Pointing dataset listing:
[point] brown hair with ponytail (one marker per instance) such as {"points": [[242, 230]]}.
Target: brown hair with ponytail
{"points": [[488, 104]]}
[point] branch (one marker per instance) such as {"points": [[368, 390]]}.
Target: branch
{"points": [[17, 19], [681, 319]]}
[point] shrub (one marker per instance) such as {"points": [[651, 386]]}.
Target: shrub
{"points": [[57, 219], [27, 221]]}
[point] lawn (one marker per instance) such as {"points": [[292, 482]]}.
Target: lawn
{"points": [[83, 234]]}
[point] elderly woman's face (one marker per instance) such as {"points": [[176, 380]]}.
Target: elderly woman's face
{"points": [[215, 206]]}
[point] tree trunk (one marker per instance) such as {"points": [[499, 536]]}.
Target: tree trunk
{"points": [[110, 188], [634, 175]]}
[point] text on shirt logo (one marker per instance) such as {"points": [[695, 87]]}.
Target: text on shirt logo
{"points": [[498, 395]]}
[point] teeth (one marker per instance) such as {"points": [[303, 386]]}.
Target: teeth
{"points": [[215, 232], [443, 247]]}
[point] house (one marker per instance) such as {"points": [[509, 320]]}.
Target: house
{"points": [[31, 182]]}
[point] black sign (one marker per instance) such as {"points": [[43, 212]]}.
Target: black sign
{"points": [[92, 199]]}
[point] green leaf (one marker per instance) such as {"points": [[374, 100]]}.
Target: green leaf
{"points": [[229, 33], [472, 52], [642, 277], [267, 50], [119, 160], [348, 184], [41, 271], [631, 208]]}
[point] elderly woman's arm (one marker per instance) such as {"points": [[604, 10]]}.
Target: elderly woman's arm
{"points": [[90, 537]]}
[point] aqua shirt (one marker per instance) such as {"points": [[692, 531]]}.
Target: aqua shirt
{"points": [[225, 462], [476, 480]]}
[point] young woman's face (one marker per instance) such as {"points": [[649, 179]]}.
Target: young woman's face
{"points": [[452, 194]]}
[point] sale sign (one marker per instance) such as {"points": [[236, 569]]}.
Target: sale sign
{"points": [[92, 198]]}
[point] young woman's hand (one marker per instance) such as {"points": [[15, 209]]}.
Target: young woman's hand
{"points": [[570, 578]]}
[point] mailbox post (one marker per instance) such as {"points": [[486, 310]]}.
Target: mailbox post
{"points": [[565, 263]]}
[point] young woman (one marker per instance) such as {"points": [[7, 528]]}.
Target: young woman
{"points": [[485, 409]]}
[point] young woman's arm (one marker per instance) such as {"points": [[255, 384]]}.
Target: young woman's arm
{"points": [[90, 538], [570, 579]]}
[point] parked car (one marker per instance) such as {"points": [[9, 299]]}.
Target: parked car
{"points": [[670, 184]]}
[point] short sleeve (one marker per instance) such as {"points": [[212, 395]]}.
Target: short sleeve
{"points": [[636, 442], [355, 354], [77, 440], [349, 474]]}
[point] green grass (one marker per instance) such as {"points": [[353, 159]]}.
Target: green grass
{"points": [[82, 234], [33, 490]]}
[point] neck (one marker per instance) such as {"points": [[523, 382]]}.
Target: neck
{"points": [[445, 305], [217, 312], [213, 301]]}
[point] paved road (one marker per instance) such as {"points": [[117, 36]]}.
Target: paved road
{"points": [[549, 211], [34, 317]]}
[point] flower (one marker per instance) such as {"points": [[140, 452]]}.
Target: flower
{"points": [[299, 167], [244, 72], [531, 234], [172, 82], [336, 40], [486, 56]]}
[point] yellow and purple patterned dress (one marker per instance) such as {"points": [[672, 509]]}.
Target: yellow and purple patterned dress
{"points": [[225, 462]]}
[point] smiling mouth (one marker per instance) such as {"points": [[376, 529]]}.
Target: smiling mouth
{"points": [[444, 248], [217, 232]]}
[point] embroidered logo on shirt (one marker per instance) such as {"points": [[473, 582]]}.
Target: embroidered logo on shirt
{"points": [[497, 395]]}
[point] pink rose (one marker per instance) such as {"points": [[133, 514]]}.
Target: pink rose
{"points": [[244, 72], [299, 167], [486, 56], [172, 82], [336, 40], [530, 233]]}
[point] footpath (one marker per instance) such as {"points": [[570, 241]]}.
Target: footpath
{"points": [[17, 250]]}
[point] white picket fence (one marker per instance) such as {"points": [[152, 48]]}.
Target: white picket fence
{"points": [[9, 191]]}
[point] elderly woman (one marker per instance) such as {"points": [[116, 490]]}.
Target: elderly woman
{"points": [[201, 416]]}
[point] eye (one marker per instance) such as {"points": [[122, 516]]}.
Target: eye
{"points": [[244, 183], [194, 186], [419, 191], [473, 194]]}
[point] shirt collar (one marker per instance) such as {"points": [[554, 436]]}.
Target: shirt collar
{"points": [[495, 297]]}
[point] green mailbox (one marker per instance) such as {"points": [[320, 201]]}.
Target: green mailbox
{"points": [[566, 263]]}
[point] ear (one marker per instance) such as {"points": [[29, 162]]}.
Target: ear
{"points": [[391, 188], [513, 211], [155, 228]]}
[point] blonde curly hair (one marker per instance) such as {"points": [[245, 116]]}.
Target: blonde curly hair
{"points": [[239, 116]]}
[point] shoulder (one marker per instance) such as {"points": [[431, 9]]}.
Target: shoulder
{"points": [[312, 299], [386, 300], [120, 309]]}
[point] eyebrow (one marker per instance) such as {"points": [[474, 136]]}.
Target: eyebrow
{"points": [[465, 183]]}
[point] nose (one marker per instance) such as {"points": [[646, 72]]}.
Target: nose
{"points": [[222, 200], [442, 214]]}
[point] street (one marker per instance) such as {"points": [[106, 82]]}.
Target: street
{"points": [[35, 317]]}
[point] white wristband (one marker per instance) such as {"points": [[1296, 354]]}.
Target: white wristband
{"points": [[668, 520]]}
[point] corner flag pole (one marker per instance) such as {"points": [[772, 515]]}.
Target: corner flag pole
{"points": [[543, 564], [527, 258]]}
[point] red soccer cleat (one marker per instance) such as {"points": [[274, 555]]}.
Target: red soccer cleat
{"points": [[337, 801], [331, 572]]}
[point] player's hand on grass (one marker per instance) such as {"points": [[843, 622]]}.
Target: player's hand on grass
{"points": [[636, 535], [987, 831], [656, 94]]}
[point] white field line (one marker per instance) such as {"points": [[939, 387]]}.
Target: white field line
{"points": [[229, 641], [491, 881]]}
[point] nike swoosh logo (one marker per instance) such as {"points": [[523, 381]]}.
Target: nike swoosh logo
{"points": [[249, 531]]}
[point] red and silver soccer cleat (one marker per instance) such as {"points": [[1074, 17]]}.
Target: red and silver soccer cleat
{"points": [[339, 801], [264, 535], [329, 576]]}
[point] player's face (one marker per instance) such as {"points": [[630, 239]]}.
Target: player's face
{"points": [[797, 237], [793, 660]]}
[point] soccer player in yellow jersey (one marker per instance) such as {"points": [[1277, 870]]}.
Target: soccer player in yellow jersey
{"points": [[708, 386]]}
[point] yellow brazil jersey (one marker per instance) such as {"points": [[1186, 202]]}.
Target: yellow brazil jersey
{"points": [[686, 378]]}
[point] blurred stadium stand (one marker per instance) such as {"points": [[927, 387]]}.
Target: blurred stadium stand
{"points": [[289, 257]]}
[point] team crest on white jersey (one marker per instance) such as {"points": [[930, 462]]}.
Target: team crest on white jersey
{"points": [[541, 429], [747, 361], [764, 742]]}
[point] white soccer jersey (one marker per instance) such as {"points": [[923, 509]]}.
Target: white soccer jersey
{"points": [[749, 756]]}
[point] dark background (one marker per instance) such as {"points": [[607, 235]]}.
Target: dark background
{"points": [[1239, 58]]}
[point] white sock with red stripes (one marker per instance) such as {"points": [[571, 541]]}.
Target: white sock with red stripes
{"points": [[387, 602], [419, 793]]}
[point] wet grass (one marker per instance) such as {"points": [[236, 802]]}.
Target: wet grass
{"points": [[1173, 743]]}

_YOUR OBJECTIVE_. Reproduce the lines of the listing verbatim, from the line containing "[point] dark background" through the final line of the listing, inclusive.

_PROBLEM SOLUTION_.
[point] dark background (one marker per instance) such as {"points": [[607, 235]]}.
Target: dark background
{"points": [[1239, 58]]}
[point] white sock with red stripes (one marker per instance) such as {"points": [[571, 541]]}.
Target: white sock with red stripes
{"points": [[387, 602], [419, 793]]}
[point] wet grass (one marker per instance) such as {"points": [[236, 802]]}.
Target: wet grass
{"points": [[1173, 743]]}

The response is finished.